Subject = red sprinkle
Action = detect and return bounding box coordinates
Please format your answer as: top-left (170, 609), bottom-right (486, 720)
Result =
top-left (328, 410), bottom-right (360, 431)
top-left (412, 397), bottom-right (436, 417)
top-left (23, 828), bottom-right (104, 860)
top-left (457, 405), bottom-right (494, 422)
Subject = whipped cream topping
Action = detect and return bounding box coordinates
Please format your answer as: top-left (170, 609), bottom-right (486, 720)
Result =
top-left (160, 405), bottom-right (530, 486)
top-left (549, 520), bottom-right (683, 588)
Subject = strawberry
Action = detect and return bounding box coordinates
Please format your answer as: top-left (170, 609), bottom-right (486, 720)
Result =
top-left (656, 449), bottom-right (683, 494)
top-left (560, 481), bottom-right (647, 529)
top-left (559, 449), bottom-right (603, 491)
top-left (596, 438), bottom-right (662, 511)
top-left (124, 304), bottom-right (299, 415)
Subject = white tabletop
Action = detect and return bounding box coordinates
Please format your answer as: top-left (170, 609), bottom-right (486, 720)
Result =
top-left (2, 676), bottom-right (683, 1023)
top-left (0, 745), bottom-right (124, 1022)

TASK PROMPT: Your answer should consist only of the lines from the one with "Subject = white tabletop" through the end of the data above, reproduced exactly.

EXERCISE RESPONSE:
Subject = white tabletop
Action = detect and return bounding box coordinates
Please format your answer as: top-left (170, 609), bottom-right (486, 720)
Result =
top-left (2, 676), bottom-right (683, 1023)
top-left (0, 745), bottom-right (124, 1022)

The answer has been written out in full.